# EXERCISE A:
List every person named in the excerpt on universal basic income.

# PAGE EXCERPT:
## BEGIN
The core idea for UBI is simple and attractive: an unconditional monthly payment given to every citizen, forever. Its aim is to empower citizens to make choices unconstrained by the challenges of poverty and the compulsion to work long hours. Over the last century, this feature of UBI has, surprisingly, drawn vociferous support from across the political spectrum, including both the libertarian right and the freedom-embracing left.

Has UBI’s time now come? If so, how does it compare to a long history of similar-sounding and once popular proposals, such as a guaranteed income or a negative income tax? Fortunately, recent historical scholarship now enables us to think about UBI critically and in an informed way.

The rise and popularity of UBI

UBI first came to the attention of policy officials in London and Washington DC following the end of the First World War. Proposed by the British radical thinkers Dennis and Mable Milner in 1918, the concept of a ‘scheme for a state bonus’, akin to a UBI, inspired similar ‘social dividend’ and ‘social credit’ schemes to be actively considered throughout the interwar decades. However, it was the well-known libertarian Milton Friedman who brought UBI-type policies to wider public attention in 1962, through proposing the idea of a negative income tax in his widely read book Capitalism and Freedom.
## END
(Coordinate annotation records)
## BEGIN
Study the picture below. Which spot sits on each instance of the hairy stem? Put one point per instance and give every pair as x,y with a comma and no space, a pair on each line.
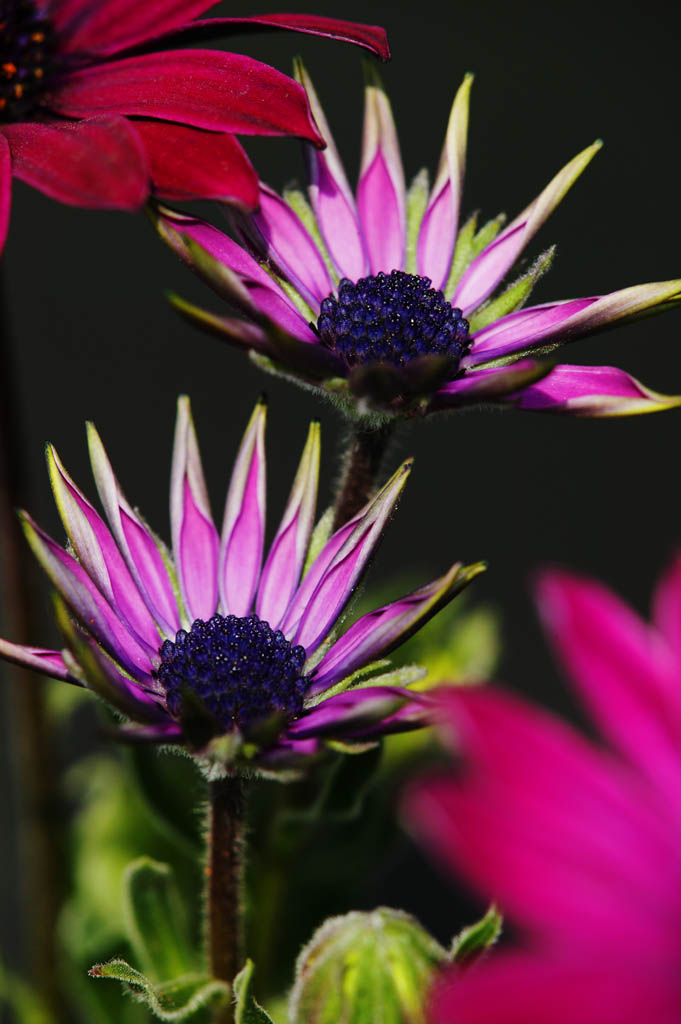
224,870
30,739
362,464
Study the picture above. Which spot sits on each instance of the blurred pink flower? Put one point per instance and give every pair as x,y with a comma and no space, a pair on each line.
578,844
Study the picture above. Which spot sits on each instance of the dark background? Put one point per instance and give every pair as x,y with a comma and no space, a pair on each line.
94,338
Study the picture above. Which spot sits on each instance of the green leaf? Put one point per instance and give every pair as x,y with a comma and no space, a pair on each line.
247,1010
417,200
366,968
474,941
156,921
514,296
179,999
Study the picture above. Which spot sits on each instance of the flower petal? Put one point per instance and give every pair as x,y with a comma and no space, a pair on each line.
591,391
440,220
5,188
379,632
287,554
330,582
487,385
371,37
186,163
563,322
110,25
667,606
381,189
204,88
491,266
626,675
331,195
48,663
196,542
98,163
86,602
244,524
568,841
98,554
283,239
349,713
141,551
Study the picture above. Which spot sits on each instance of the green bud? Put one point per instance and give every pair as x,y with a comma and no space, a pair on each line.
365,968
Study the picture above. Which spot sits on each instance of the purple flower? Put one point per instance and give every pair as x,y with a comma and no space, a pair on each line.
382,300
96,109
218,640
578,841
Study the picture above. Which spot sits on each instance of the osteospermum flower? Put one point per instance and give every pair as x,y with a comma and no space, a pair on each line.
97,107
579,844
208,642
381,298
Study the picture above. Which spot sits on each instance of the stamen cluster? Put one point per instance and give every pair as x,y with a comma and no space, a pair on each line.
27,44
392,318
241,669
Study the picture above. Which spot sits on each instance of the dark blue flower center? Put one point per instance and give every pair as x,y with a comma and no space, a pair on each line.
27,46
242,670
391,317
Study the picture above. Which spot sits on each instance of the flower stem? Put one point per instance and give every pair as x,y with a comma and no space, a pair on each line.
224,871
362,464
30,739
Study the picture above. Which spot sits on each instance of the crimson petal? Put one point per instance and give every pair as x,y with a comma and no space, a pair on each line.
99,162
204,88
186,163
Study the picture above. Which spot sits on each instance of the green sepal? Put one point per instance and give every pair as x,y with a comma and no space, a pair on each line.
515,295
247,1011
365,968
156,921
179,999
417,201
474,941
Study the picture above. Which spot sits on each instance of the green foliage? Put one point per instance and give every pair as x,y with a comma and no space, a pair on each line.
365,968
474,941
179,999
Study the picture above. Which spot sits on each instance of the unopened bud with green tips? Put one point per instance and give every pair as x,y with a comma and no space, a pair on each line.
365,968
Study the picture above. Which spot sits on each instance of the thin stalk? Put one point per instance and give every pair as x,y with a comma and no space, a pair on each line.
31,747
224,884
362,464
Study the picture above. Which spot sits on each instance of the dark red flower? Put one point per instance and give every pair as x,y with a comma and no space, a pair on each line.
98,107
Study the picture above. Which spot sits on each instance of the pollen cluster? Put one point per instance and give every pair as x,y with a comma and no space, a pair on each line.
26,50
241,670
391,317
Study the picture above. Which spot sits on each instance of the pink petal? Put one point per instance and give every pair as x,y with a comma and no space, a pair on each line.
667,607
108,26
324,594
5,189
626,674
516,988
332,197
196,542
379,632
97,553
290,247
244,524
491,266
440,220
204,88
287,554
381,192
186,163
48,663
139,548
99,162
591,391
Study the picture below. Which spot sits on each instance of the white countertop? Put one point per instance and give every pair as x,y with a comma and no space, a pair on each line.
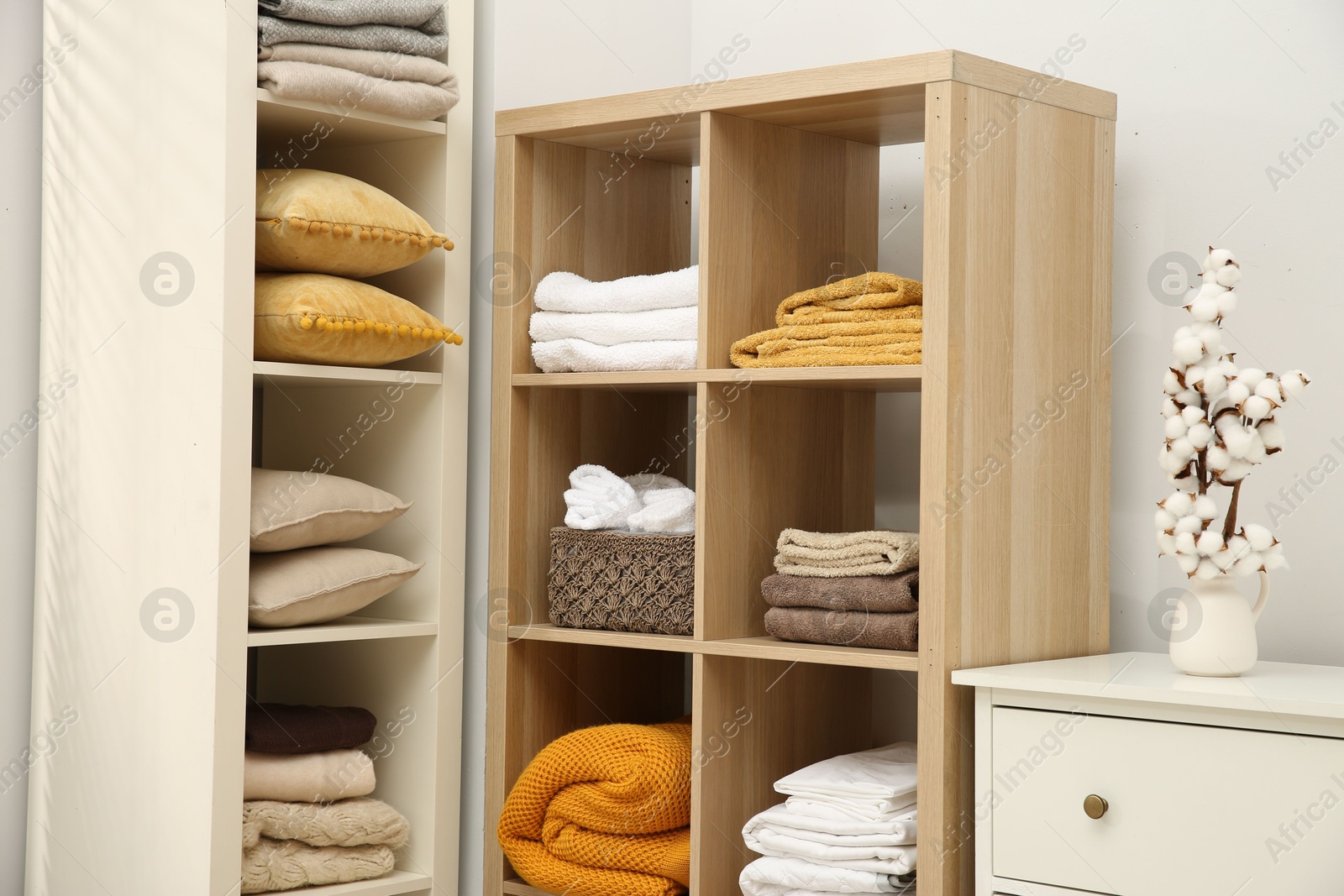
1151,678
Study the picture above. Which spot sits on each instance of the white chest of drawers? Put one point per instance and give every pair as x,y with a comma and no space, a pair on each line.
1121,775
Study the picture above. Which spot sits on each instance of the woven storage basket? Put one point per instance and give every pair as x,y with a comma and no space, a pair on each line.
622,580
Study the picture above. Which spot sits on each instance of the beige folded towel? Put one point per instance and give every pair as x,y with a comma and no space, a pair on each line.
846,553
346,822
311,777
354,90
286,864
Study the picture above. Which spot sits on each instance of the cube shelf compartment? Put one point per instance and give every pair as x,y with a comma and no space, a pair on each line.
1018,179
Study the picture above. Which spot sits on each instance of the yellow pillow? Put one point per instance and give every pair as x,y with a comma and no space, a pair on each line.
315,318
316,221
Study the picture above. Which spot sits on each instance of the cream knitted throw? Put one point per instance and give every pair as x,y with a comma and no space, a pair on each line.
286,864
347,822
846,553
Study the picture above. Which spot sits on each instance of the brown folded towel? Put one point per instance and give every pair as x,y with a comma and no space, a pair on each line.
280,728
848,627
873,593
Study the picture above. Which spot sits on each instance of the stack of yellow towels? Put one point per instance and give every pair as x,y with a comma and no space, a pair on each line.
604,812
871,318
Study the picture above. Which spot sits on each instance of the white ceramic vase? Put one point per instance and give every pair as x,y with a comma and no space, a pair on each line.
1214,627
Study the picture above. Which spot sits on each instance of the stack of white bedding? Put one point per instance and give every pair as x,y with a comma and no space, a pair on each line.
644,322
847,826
## END
# EXERCISE B:
Copy the entries word for word. Begin at the line that contains "of the cube" and stop after the last line of the entries.

# TASK ANSWER A:
Dennis Milner
Mable Milner
Milton Friedman

# TASK ANSWER B:
Study the picture above. Which spot sits on each instance of the cube shelf compartment? Put one point per instance and give every pair as x,y with a comma and no space, a pair on each line.
1018,179
Study the picture above. Which spot sits on each instance of the yellow pillow? Put one point per instance and give every pair as x,y with a comma and no space, a pair on each line.
315,318
316,221
Study the picture above. Which spot sits on each instance of the cream knitted throw? Put one point per instance and give every pair as x,y with a comma and no space, a pair on each line.
286,864
347,822
846,553
Study the picture above. Which spot sits on each instance of the brown folded towel? Put one point per instance and give every pair as x,y with a comma and no space, a pair on each line.
280,728
848,627
873,593
Study the picture above. Which spot sits on each instance of the stack of yellow towels? Put one point per instance and give every pair as x,y with a comma and no space, a pair on each line.
604,812
871,318
Study the picture above. Which spot sits on each instance of the white ceramic vase? Put one point per instance and give every pair as x,y with a comma and no space, a pair on each line.
1214,627
Study the picture above. Which spot sits on each instance of the stack of white bedding? Put one point per instance and give every pair as x,y with a comma and no space, a pair on each line.
644,322
847,826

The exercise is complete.